DOCUMENT TEXT section start
Health care and socialism vs the “free market”
In the debate about health care and free markets vs socialism and all that, I have some thoughts to add.
I always think of complete free-market libertarianism with no regulations the same way I think of Newton’s 1st law.
Sure, an object will continue in motion at the same speed and in a straight line so long as there are no external forces applied to it. That is true in theory, just like a perfect free market might be true in theory.
But in physics, in day-to-day life there is friction acting on the object so it does slow down and stop.
I think that’s the same thing about the economy. As a society, we’ve decided to add all sorts of “friction,” in the form of rules and regulations, to the economy. Some for bureaucratic reasons I don’t understand. Others because as a society we deem the rule for the public good.
But all these rules inhibit free enterprise and have a negative effect on economic opportunity.
DOCUMENT TEXT section end
EXTRACTED MATERIAL section start
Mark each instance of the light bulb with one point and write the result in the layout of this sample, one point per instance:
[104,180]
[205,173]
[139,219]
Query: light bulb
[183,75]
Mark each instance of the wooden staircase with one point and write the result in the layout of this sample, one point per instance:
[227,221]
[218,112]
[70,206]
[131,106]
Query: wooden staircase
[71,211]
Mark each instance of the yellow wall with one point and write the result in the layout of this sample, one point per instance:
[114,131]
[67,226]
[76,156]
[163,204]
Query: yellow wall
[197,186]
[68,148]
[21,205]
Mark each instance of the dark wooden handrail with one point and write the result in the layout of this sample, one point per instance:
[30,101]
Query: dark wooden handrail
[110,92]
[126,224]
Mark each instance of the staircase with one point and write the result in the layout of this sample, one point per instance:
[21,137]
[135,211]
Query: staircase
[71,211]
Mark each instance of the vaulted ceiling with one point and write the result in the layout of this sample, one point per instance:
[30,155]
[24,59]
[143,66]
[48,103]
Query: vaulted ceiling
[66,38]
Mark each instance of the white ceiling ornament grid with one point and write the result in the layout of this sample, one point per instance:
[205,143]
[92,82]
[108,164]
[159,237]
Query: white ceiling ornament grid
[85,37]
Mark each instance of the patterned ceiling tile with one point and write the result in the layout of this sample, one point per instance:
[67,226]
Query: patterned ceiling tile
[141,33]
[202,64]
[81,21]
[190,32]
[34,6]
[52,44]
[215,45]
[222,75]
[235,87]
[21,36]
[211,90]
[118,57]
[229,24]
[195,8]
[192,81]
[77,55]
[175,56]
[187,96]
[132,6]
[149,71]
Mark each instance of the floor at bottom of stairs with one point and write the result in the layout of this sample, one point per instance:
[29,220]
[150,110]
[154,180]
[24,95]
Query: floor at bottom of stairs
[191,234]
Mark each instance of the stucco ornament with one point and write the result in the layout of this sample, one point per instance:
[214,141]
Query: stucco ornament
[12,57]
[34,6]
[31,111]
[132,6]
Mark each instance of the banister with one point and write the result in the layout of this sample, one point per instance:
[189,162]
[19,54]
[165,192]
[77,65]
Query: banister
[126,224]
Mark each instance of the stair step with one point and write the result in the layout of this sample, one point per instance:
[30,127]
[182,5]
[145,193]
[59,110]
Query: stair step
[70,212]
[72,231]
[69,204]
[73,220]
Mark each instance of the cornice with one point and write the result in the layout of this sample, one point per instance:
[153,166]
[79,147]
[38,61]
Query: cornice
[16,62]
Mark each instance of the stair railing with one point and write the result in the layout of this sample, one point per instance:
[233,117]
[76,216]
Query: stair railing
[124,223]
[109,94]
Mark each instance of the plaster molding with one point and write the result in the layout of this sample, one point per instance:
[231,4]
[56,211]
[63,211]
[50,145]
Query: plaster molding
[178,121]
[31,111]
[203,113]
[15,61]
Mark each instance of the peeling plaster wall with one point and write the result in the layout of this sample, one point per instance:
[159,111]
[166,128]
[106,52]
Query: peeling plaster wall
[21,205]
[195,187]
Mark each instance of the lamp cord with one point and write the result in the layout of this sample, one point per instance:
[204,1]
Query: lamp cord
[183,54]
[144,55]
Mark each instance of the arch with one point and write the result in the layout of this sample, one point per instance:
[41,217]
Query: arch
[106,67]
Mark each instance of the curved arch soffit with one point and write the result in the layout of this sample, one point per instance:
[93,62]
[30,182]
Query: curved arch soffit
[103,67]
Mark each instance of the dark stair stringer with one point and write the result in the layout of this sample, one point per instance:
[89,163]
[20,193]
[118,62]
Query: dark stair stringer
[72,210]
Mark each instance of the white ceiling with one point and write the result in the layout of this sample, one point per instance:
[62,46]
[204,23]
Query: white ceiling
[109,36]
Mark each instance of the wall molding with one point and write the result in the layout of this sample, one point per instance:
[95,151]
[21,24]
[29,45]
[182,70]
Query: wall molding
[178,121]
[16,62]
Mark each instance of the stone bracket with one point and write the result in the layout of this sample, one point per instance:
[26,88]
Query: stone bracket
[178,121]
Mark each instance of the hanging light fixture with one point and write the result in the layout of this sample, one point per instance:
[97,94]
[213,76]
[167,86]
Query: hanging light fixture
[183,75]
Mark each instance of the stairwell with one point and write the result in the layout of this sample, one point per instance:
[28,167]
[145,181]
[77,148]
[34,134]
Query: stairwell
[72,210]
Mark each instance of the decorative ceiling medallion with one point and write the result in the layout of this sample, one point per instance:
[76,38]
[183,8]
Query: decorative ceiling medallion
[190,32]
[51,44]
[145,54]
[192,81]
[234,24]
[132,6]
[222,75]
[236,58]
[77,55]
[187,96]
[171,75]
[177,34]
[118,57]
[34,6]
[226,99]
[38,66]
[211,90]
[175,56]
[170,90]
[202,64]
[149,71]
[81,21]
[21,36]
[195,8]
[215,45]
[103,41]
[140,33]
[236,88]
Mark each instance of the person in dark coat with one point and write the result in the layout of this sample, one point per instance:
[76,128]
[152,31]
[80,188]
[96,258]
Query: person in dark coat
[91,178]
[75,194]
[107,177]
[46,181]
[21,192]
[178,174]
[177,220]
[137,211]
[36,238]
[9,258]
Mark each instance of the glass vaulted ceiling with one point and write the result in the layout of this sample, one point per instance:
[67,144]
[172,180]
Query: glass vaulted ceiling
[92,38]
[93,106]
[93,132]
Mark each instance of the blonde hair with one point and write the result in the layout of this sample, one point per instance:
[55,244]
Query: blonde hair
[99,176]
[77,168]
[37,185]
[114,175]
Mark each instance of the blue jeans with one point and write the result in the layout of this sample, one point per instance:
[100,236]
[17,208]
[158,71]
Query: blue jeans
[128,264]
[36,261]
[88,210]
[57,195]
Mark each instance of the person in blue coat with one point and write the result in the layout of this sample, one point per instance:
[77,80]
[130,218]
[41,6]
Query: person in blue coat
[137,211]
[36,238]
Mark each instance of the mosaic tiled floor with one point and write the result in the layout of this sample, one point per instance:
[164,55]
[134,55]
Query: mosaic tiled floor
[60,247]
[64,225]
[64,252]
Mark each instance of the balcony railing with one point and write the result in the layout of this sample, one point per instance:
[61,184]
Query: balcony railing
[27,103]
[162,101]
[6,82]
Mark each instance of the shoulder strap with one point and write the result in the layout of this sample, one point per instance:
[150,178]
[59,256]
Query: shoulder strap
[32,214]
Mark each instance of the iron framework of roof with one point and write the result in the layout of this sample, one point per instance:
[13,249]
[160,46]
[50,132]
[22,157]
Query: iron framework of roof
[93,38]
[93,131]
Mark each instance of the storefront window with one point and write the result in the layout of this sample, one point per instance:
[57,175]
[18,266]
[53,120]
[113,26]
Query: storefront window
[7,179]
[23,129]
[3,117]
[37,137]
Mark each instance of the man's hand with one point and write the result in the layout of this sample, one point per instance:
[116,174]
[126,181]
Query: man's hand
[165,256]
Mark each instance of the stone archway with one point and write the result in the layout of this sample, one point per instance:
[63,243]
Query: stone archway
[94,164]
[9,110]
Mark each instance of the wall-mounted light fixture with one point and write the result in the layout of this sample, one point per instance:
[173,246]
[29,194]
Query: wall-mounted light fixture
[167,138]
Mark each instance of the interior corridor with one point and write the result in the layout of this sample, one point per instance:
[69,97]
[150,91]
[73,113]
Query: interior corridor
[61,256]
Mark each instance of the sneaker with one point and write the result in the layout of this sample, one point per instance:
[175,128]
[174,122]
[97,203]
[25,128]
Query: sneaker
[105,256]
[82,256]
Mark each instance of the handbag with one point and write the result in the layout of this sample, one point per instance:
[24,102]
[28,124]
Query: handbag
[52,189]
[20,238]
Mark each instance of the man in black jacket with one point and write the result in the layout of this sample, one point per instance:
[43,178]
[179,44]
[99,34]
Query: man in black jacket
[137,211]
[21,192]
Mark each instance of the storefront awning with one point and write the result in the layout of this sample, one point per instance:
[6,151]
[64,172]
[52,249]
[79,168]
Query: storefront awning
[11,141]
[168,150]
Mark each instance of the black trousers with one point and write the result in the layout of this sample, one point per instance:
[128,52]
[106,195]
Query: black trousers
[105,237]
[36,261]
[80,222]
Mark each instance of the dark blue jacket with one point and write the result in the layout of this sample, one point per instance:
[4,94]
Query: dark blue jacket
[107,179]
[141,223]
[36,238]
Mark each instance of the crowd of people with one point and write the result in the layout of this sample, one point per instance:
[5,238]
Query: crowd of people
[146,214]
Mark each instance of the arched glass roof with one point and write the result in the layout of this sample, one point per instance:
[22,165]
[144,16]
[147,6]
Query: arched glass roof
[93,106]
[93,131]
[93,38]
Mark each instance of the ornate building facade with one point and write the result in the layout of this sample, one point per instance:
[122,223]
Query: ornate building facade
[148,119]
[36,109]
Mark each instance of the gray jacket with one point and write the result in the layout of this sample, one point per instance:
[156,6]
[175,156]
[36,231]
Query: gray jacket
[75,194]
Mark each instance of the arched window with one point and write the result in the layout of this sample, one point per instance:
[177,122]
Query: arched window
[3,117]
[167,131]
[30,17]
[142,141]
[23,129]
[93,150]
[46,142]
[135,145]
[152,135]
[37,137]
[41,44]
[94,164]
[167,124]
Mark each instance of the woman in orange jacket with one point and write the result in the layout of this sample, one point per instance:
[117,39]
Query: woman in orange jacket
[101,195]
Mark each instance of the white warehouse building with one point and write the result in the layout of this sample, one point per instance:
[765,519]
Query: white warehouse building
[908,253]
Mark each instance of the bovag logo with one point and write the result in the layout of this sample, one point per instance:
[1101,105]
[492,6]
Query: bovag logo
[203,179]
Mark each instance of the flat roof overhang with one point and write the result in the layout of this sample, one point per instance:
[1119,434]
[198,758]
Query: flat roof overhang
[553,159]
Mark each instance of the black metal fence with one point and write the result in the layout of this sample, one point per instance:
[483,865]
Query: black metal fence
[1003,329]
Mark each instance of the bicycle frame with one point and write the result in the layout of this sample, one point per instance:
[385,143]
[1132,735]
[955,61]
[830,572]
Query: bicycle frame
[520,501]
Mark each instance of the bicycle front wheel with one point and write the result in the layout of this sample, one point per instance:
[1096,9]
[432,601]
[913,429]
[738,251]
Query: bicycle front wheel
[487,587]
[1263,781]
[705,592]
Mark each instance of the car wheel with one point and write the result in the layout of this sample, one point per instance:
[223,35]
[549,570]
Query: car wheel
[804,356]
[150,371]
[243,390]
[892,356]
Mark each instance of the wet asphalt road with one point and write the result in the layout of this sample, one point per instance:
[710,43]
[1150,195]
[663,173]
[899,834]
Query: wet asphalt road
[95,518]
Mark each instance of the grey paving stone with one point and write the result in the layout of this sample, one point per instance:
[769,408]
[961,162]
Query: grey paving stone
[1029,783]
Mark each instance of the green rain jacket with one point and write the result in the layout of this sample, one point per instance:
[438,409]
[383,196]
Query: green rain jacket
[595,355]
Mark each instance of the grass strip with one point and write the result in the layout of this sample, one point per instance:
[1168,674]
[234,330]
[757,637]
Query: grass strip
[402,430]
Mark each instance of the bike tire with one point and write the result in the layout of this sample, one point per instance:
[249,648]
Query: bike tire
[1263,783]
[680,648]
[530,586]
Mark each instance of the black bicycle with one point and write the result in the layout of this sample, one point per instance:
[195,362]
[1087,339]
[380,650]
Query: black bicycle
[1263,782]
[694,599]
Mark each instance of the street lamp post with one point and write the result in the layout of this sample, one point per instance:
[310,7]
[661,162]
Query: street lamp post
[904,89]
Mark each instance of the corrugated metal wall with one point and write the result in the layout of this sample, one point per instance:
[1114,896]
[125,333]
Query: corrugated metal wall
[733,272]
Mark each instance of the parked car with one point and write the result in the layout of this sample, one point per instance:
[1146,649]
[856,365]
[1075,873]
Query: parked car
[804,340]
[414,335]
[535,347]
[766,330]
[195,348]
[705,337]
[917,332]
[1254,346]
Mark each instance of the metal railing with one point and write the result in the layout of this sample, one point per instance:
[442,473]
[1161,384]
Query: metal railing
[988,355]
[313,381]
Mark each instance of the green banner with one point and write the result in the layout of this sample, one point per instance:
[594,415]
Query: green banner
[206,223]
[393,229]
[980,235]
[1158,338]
EXTRACTED MATERIAL section end
(TASKS TO CARRY OUT)
1/ Summarize the health care post in two sentences.
2/ Rewrite everything in the health care post from "I always think" down to "down and stop.", switching "friction" to "resistance".
3/ Pick up the health care post after its final sentence and keep writing.
The records come from a separate source.

(WRITTEN ANSWERS)
1/ The writer compares an unregulated free market to Newton's first law: true in theory, but in day-to-day life friction slows a moving object and stops it. In the same way, society has added rules and regulations to the economy as friction, some for bureaucratic reasons and some for the public good, and these rules inhibit free enterprise and hurt economic opportunity.

2/
I always think of complete free-market libertarianism with no regulations the same way I think of Newton’s 1st law.
Sure, an object will continue in motion at the same speed and in a straight line so long as there are no external forces applied to it. That is true in theory, just like a perfect free market might be true in theory.
But in physics, in day-to-day life there is resistance acting on the object so it does slow down and stop.

3/
Some examples:
* Requiring a business license.
* Zoning laws.
* Safety regulations at the workplace.
* Requiring extra licenses and standards to run day care centers or nursing homes.
* Requiring licenses to practice medicine.
* Forbidding the running of a friendly neighborhood numbers racket.
* Outlawing the sale of some drugs and requiring doctors prescriptions for others.
The list goes on and on ad infinitum.
Some of those things we might even all agree are good rules, and a civil society depends on them.
But they all have a “friction” effect on the ideal “free economy.” That’s my theory anyway.
So in compensation for following these rules, we expect certain things in return, as part of our social contract. These include roads, police, a military and maybe yes, a post office and national health care running at a financial loss.
It seems it’s all on the table. And can all be decided on a case-by-case basis, just like the rules are. I don’t think we need to apply one overarching philosophical rule to deciding everything. I think the society we have created is all case-by-base. And everything else is just “in theory.”